- _Problem to solve_
Search the listing for "wooden" and copy every line where it appears.
◆ ◆ ◆ ◆ ◆
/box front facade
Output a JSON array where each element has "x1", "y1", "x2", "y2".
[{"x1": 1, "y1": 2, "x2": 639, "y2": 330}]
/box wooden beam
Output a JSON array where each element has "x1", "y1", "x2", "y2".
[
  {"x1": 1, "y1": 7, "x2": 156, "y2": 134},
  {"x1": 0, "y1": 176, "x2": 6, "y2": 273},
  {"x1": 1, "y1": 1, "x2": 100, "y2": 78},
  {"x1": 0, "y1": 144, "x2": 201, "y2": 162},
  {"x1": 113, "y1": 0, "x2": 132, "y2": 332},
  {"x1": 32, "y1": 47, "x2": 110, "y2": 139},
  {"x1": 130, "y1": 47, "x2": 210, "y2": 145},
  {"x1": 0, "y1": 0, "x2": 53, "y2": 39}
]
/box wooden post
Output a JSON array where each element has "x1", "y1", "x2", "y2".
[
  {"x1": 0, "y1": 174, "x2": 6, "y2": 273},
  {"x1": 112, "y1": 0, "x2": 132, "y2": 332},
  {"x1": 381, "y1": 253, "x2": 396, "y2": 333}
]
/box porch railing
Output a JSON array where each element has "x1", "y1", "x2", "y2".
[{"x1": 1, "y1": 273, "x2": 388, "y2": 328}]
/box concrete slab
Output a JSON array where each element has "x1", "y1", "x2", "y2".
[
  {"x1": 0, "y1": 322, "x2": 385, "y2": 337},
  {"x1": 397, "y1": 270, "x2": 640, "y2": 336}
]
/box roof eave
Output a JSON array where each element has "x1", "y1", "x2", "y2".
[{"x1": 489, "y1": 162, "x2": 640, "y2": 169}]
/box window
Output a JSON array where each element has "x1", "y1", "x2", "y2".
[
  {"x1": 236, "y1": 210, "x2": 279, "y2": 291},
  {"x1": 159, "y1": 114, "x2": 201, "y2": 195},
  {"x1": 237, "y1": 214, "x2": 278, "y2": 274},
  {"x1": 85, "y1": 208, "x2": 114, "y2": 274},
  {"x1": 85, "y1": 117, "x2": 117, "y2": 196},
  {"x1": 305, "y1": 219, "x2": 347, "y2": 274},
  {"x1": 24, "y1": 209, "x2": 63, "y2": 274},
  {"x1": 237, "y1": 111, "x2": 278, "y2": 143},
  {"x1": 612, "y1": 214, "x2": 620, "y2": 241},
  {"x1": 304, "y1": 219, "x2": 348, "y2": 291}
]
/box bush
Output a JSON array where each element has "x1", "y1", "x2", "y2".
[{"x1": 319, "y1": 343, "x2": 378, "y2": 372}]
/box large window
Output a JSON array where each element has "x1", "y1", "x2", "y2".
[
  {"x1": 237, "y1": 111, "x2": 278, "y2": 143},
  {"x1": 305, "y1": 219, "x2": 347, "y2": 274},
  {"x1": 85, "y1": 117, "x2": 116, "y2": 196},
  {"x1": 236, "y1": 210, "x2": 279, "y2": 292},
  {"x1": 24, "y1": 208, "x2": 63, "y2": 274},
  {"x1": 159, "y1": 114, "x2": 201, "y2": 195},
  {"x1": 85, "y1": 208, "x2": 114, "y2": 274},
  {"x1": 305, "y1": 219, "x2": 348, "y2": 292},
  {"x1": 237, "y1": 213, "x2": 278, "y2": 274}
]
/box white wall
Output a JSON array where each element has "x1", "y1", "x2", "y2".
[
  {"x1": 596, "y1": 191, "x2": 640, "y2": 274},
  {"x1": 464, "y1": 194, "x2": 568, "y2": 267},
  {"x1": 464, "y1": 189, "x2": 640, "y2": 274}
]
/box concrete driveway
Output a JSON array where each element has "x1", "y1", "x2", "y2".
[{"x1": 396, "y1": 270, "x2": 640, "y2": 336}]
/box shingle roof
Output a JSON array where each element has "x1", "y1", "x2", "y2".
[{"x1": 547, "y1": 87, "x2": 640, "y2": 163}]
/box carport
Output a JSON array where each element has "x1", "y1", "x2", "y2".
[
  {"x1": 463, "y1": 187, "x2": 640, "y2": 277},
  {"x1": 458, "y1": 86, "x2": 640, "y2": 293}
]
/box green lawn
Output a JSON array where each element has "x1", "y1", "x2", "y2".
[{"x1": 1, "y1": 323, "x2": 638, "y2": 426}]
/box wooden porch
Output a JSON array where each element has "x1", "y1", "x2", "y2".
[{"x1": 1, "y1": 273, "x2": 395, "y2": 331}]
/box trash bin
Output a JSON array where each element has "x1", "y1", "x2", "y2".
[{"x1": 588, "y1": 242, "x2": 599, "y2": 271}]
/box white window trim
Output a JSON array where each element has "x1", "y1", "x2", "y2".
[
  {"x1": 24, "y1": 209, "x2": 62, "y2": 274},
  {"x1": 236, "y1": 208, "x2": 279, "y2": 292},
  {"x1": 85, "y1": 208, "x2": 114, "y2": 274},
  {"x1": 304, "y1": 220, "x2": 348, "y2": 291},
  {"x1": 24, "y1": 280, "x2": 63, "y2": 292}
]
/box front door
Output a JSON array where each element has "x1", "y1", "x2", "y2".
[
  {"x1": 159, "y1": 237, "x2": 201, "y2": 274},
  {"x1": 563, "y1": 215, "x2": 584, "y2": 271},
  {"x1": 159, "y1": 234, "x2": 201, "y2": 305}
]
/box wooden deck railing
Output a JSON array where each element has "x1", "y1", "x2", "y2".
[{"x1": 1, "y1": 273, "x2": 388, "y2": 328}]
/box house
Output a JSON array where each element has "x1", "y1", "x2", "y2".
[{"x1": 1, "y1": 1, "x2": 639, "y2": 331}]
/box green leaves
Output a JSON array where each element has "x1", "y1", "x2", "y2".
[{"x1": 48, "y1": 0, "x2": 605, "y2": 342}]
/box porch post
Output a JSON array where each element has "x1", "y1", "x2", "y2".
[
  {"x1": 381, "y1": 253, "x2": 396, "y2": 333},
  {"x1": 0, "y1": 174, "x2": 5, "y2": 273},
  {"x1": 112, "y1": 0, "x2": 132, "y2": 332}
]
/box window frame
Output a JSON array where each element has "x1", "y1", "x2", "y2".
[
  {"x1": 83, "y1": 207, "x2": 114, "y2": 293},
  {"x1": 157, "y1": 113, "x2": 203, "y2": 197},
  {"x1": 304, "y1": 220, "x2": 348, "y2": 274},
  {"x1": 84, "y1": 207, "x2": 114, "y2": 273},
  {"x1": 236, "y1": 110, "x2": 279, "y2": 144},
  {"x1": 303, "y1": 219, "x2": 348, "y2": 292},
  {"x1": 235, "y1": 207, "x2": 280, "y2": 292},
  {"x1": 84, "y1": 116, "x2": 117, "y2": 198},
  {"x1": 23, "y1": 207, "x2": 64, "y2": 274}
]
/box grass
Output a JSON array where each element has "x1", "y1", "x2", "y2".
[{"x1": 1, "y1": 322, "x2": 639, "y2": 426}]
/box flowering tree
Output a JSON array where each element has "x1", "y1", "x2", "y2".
◆ ◆ ◆ ◆ ◆
- _Your response_
/box wooden beam
/box wooden post
/box wooden porch
/box wooden deck railing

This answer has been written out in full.